### GIVEN INSTRUCTION
Reproduce every line of the data below verbatim, in the same order, changing nothing.
◆ ◆ ◆ ◆ ◆
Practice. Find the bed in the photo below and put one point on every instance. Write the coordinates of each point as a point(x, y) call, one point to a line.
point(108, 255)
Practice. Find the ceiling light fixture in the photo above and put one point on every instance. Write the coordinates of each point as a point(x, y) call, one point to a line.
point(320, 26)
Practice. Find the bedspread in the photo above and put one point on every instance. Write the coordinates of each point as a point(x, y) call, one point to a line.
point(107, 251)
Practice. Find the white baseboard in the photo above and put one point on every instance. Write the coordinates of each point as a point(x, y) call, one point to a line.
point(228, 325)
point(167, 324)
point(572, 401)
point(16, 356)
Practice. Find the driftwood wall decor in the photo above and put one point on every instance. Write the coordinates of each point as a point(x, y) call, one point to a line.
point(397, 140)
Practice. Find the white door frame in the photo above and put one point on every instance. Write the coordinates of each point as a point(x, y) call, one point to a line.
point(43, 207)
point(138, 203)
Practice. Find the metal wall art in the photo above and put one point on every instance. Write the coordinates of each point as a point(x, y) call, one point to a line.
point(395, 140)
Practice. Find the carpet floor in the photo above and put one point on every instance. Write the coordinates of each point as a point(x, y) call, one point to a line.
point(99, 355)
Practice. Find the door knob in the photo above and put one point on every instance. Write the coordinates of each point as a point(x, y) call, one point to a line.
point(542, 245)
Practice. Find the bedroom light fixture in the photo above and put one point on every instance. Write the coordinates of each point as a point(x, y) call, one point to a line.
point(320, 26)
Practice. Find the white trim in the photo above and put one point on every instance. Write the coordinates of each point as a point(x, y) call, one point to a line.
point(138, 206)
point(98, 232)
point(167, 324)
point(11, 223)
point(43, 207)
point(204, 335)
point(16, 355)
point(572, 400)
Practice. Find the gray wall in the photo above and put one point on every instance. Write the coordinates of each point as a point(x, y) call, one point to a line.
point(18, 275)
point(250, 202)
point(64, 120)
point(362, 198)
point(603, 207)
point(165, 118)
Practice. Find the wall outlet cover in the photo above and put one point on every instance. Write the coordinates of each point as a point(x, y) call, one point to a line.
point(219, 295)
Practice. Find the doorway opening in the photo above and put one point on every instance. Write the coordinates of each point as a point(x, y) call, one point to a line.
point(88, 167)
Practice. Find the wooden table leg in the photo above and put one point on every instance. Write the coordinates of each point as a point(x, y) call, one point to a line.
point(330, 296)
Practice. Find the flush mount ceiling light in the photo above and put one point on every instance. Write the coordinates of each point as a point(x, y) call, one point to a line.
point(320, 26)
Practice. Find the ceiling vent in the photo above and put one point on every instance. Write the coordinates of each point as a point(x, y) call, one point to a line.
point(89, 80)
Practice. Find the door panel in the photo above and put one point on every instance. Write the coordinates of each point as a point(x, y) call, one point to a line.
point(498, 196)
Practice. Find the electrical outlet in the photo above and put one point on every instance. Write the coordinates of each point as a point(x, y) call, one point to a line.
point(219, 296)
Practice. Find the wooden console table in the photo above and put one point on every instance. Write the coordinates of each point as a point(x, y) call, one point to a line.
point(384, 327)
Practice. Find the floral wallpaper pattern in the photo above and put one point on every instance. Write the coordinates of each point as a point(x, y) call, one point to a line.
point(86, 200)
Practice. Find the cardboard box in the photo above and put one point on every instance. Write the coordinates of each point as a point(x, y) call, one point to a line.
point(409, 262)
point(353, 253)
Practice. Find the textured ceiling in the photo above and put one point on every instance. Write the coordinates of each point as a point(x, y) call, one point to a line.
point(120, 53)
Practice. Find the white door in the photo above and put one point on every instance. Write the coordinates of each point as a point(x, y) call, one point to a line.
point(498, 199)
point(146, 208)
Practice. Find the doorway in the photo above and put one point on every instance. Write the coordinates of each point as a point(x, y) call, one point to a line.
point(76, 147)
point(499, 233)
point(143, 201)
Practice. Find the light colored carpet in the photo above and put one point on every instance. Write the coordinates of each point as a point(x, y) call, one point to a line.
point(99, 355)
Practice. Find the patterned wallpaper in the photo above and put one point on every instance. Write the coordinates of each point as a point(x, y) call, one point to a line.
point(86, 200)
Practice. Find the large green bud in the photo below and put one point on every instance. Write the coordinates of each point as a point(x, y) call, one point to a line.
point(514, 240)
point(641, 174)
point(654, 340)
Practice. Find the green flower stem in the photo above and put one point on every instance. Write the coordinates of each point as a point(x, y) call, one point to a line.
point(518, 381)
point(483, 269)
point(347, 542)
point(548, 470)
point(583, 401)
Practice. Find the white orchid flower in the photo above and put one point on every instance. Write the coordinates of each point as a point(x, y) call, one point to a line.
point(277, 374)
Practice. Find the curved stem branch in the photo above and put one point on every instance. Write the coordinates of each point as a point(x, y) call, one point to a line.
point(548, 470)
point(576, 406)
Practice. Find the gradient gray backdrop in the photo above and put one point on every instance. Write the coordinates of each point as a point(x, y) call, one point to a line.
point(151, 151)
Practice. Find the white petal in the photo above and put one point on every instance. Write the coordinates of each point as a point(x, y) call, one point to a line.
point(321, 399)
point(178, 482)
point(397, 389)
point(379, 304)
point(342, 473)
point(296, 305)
◆ ◆ ◆ ◆ ◆
### RESPONSE
Practice. Find the bed in the photo below and put one point on every instance. Write the coordinates of each point as a point(x, y) call, one point to a line.
point(108, 255)
Practice. Find the ceiling light fixture in the photo above and put one point on every instance. Write the coordinates of each point as a point(x, y) call, one point to a line.
point(320, 26)
Practice. Find the bedspread in the photo above and put one point on every instance. Write the coordinates of each point as a point(x, y) call, one point to a line.
point(107, 251)
Practice. Find the white baseboard in the photo above and put one point on every instance. Write the coordinates of each point as a point(x, y) call, one point to a line.
point(228, 325)
point(167, 324)
point(572, 401)
point(16, 356)
Practice. Find the driftwood wall decor in the photo above and put one point on every instance. Write the coordinates of each point as a point(x, y) call, one point to a line.
point(397, 140)
Practice. Find the white door frame in the photo above and put one point on every instance. Write the coordinates of each point as a point(x, y) call, one point to a line.
point(43, 207)
point(138, 203)
Practice. Find the metal wall art in the photo above and put one point on every instance. Write the coordinates of each point as a point(x, y) call, one point to a line.
point(395, 140)
Practice. Find the carpet floor in the photo above and put one point on every instance. Write the coordinates of each point as a point(x, y) call, one point to a line.
point(99, 355)
Practice. Find the door knob in the photo above and put one point on every instance. Write the coordinates of each point as a point(x, y) call, one point to a line.
point(542, 245)
Practice. Find the bedroom light fixture in the photo above and put one point on every instance. Write the coordinates of each point as a point(x, y) call, one point to a line.
point(320, 26)
Practice. Find the white trim in the photo above and put one point on every instance. Write the coordinates of each point as a point(x, y) call, one point to a line.
point(138, 206)
point(98, 232)
point(167, 324)
point(11, 223)
point(43, 207)
point(204, 335)
point(16, 355)
point(572, 400)
Practice. Find the gray wall in the photo above and put one point on every instance. Write the coordinates of each point as a point(x, y) call, one point to a line.
point(18, 275)
point(250, 202)
point(64, 120)
point(362, 198)
point(603, 207)
point(165, 118)
Practice. Find the wall outlet cover in the photo above and put one point on every instance. Write the coordinates of each point as a point(x, y) call, one point to a line.
point(219, 295)
Practice. Find the doorway opening in the photo above and put one point on every instance. Write the coordinates of each point as a point(x, y) call, one point to a line.
point(88, 167)
Practice. Find the wooden table leg in the photo above and put one point on every instance. Write the coordinates of each point as a point(x, y) call, one point to a line.
point(330, 296)
Practice. Find the flush mount ceiling light in the photo above and put one point on every instance. Write the coordinates of each point as a point(x, y) call, one point to a line.
point(320, 26)
Practice. Find the ceiling vent in the photo above and put one point on every instance. Write the coordinates of each point as a point(x, y) call, one point to a line.
point(89, 80)
Practice. Find the door panel in the photo above and put one point on every instance. Write the coordinates of each point as a point(x, y) call, one point to a line.
point(498, 196)
Practice. Find the electrical outlet in the photo above and put one point on every instance. Write the coordinates of each point as a point(x, y) call, one point to a line.
point(219, 296)
Practice. Find the wooden console table in the photo above and put one point on every instance. Write the coordinates of each point as a point(x, y) call, one point to a line.
point(384, 327)
Practice. Find the floral wallpaper pattern in the photo above and put one point on every instance. Write the coordinates of each point as a point(x, y) call, one point to a line.
point(86, 200)
Practice. Find the cardboard box in the photo above and put one point on every instance. Write the coordinates of each point as a point(x, y) call, one point to a line.
point(409, 262)
point(353, 253)
Practice. Find the textured ceiling in the photo above and put one point on every instance. Write the coordinates of each point as a point(x, y) call, one point to a line.
point(120, 53)
Practice. Find the white door in the photo above and put one point on every instance. Write the coordinates of each point as a point(x, y) call, one point to a line.
point(498, 199)
point(146, 208)
Practice. Find the doorway in the photo above and put one point on every instance. Write the coordinates of each point as a point(x, y) call, one point to a line.
point(76, 147)
point(499, 233)
point(143, 201)
Practice. Find the light colored carpet in the photo above and put one point on every instance. Write the coordinates of each point as a point(x, y) call, one point to a line.
point(99, 355)
Practice. Find the patterned wallpaper in the photo above and put one point on every instance. Write the coordinates of each point as a point(x, y) call, one point to a line.
point(86, 200)
Practice. Find the large green bud in the photo below and put one point on every instance. Write the coordinates of each point as a point(x, y) call, one point to a line.
point(514, 240)
point(641, 174)
point(654, 340)
Practice. Find the green flower stem in the photo above and put one point on every instance. Write the coordinates of each point as a point(x, y) call, one point to a line.
point(518, 381)
point(483, 269)
point(347, 542)
point(548, 470)
point(583, 401)
Practice. Find the white orchid flower in the photo above and put one point on every instance. Write the coordinates of each point as a point(x, y) call, one point to a line.
point(277, 374)
Practice. Find the curved stem branch in the photo above and put one point on every instance. Write the coordinates of each point as a point(x, y) call, one point to a line.
point(548, 470)
point(576, 406)
Practice. Find the gradient gray backdrop in the photo above and put one point on every instance. Write the coordinates of each point as a point(x, y) call, one point to a line.
point(151, 151)
Practice. Find the white petal in the photo above and put one point on every instance. Write the coordinates of each point as a point(x, y) call, one point to a line.
point(321, 399)
point(178, 482)
point(397, 389)
point(379, 304)
point(342, 473)
point(296, 305)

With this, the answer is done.